# Task brief
Set down the complete data exactly as it appears below.

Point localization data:
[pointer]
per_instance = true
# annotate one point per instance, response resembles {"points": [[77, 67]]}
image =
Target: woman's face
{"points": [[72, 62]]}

# Exercise result
[pointer]
per_instance = true
# annotate one point per instance, response resembles {"points": [[77, 67]]}
image =
Target: woman's face
{"points": [[72, 62]]}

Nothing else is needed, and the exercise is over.